• PAGE TEXT:
+-------+

Ship steadied, we now began to motor. Dillon could have had another goal when he had the room behind from an error by a Clare back in which to move but he had already decided he was going to flick the ball up and bat it over the bar and that’s what he did to level matters. A free from Ryan after Honan had been fouled put them ahead again but he also sent one from further wide. Still, that wasn’t an easy one and you could only wince as Pauric Mahony mis-hit a free from inside the 45 to drop it into the lap of the Clare goalie. It was not an auspicious day for the art of the dead ball as Waterford cleared a dreadful sideline cut from Ryan to Seamus Prendergast who scored to take the edge off Mahony’s earlier miss.
A soft free allowed Ryan to restore Clare’s lead but the remainder of the half would belong to us. Kevin Moran teed up Pauric Mahony for a fine score to level matters again, then Shane O’Sullivan and Jamie Nagle combined to romp down the right wing and give Maurice Shanahan the chance to put Waterford ahead for the first team. Unfortunately Pauric Mahony’s score had not eased his stage fright as he missed another relatively easy free but it didn’t seem to matter that much, so on top were the Waterford half-backs and midfield. One run from Kevin Moran saw him flick the ball over a Clare player and release Mahony who was fouled to give Maurice Shanahan the chance (ahem) to stretch the lead to two from the free. Another botched sideline cut from Ryan was given the a proper punishment by Waterford as we swept up the field and Mahony earned another free to give Shanahan the chance to put us a full goal ahead. The backs were winning oceans of possession and using it well, and even when Clare were getting in behind us we saw Honan being
pushed shepherded out wide where he could only drift a shot wide of the posts. An over-the-shoulder effort from Jake Dillon saw us go four points and Clare felt sufficiently spooked to bring on Peter Duggan. Right from the start he was clearly in the mould of a fixer, sent to lift the crowd and soften up the Waterford players. His first contribution was to pluck the ball salmon-like from the air . . . then be hustled out of it by four Waterford players. Spare us all from hurling’s Great White Dopes.
Through all of this Waterford’s wide count was beginning to stack up, Jamie Barron having slashed at a decent chance and Shanahan hitting a free from a goodly distance out wide, but the dominance of the backs and the precise nature of their play, all effortless creation of space and precise balls into space was music that was lulling my senses. O’Sullivan and Nagle in particular were outstanding, easily matching and even exceeding the efforts of Moran and Walsh, and there can be no higher praise than that. Even a drag by O’Sullivan on an advancing Clare forward to give away a free from which Ryan scored to trim the gap to three felt planned – don’t give them a sniff of a goal chance. When Shanahan failed to get a free for an obvious drag and was instead penalised for overcarrying, it felt like justice when the free dropped short and Tony Kelly failed to take advantage of a decent chance when Ian O’Regan’s clearance was blocked. A long-range effort from Moran went for another wide but any sense of frustration was quickly nipped in the bud as he strode onto a careless puckout and smashed it straight between the posts to get us all punching the air with delight. There was a mild moment of panic at the other end when Curran made space for the Clare forwards with his mullocking ways but Kelly ending up taking the point, and the half ended with Shanahan knocking over another free after he had been clothes-lined to leave us with an eight-point swing at half-time from those scary opening five minutes.

+-------+

Excerpts of pointing data:

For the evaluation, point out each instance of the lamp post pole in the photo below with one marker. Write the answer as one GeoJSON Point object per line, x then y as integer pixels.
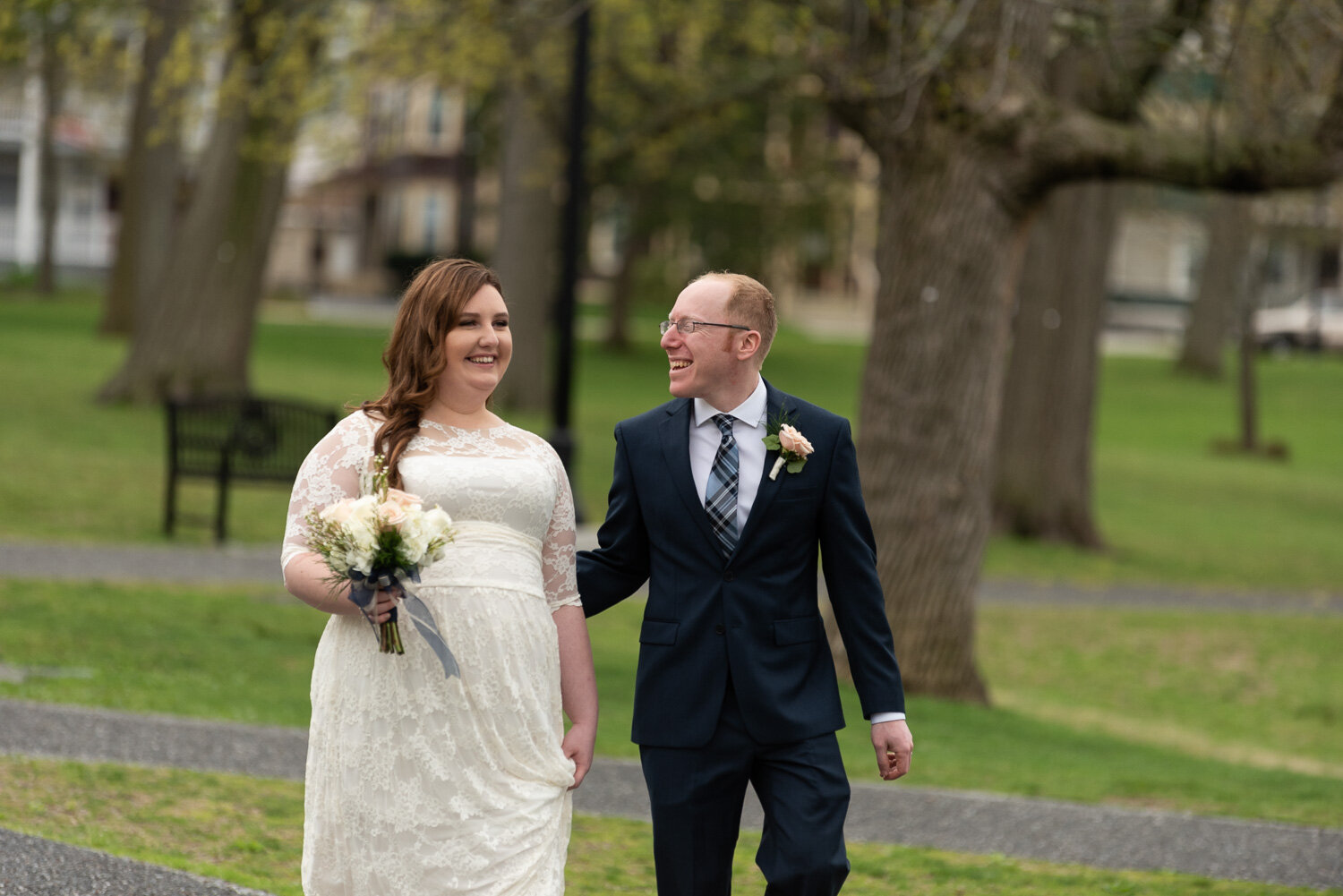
{"type": "Point", "coordinates": [571, 247]}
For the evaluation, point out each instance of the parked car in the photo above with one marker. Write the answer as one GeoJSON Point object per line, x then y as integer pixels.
{"type": "Point", "coordinates": [1313, 320]}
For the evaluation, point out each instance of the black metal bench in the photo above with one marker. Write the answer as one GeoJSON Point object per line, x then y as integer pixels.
{"type": "Point", "coordinates": [238, 438]}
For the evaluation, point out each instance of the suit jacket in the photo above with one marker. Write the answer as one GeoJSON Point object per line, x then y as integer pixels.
{"type": "Point", "coordinates": [752, 616]}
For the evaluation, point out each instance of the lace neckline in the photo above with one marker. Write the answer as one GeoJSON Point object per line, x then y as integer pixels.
{"type": "Point", "coordinates": [450, 430]}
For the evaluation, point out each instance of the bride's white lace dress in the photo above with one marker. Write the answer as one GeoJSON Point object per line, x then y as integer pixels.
{"type": "Point", "coordinates": [423, 785]}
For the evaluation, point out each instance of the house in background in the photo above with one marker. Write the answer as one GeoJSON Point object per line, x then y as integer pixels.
{"type": "Point", "coordinates": [1162, 241]}
{"type": "Point", "coordinates": [370, 201]}
{"type": "Point", "coordinates": [88, 142]}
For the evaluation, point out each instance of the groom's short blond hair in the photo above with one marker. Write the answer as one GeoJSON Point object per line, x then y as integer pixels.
{"type": "Point", "coordinates": [749, 303]}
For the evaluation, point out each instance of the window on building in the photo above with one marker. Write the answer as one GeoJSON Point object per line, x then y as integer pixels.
{"type": "Point", "coordinates": [430, 223]}
{"type": "Point", "coordinates": [8, 180]}
{"type": "Point", "coordinates": [435, 115]}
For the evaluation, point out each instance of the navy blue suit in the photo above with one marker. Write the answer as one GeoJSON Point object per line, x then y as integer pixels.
{"type": "Point", "coordinates": [735, 670]}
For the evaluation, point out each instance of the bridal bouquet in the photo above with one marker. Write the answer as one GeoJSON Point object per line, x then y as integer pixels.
{"type": "Point", "coordinates": [379, 542]}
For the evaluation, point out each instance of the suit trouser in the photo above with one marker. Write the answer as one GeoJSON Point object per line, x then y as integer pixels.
{"type": "Point", "coordinates": [697, 794]}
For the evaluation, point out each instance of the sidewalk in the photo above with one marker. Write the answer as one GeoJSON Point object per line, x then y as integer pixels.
{"type": "Point", "coordinates": [956, 821]}
{"type": "Point", "coordinates": [252, 563]}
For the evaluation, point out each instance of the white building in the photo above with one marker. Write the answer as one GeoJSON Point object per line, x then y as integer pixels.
{"type": "Point", "coordinates": [88, 142]}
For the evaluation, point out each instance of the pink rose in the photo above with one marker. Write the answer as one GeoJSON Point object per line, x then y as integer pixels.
{"type": "Point", "coordinates": [792, 440]}
{"type": "Point", "coordinates": [392, 514]}
{"type": "Point", "coordinates": [405, 500]}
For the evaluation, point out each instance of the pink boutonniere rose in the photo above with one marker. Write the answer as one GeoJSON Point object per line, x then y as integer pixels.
{"type": "Point", "coordinates": [791, 445]}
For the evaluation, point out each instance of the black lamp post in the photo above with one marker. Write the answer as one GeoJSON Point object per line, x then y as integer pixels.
{"type": "Point", "coordinates": [571, 247]}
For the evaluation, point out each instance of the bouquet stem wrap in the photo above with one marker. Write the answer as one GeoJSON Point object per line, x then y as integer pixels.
{"type": "Point", "coordinates": [363, 593]}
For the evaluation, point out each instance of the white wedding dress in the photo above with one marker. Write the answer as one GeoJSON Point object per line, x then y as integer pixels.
{"type": "Point", "coordinates": [419, 785]}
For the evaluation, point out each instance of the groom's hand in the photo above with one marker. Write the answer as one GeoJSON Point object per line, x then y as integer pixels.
{"type": "Point", "coordinates": [894, 748]}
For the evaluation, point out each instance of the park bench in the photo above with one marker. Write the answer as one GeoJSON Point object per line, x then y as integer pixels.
{"type": "Point", "coordinates": [231, 439]}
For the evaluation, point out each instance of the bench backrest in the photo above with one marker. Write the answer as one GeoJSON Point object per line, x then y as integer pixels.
{"type": "Point", "coordinates": [257, 438]}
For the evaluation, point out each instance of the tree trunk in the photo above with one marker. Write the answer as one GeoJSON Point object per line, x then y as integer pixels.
{"type": "Point", "coordinates": [1044, 479]}
{"type": "Point", "coordinates": [1246, 278]}
{"type": "Point", "coordinates": [150, 182]}
{"type": "Point", "coordinates": [526, 252]}
{"type": "Point", "coordinates": [199, 337]}
{"type": "Point", "coordinates": [1219, 286]}
{"type": "Point", "coordinates": [931, 388]}
{"type": "Point", "coordinates": [48, 171]}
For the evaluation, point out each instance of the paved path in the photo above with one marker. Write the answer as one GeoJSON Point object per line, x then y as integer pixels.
{"type": "Point", "coordinates": [899, 815]}
{"type": "Point", "coordinates": [904, 815]}
{"type": "Point", "coordinates": [250, 563]}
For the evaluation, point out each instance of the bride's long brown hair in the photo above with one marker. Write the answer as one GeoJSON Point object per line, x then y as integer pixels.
{"type": "Point", "coordinates": [414, 357]}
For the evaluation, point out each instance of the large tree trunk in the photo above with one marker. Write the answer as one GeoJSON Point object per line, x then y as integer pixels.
{"type": "Point", "coordinates": [199, 337]}
{"type": "Point", "coordinates": [48, 166]}
{"type": "Point", "coordinates": [948, 265]}
{"type": "Point", "coordinates": [528, 242]}
{"type": "Point", "coordinates": [150, 180]}
{"type": "Point", "coordinates": [1219, 286]}
{"type": "Point", "coordinates": [1044, 477]}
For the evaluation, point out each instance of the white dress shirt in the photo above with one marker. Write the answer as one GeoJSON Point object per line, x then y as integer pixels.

+-------+

• DIRECTION: Transcribe the hurling match report verbatim, beginning at the words "Ship steadied, we" and stopping after the words "Mahony’s earlier miss.". The material is not required for this work.

• TASK RESPONSE:
Ship steadied, we now began to motor. Dillon could have had another goal when he had the room behind from an error by a Clare back in which to move but he had already decided he was going to flick the ball up and bat it over the bar and that’s what he did to level matters. A free from Ryan after Honan had been fouled put them ahead again but he also sent one from further wide. Still, that wasn’t an easy one and you could only wince as Pauric Mahony mis-hit a free from inside the 45 to drop it into the lap of the Clare goalie. It was not an auspicious day for the art of the dead ball as Waterford cleared a dreadful sideline cut from Ryan to Seamus Prendergast who scored to take the edge off Mahony’s earlier miss.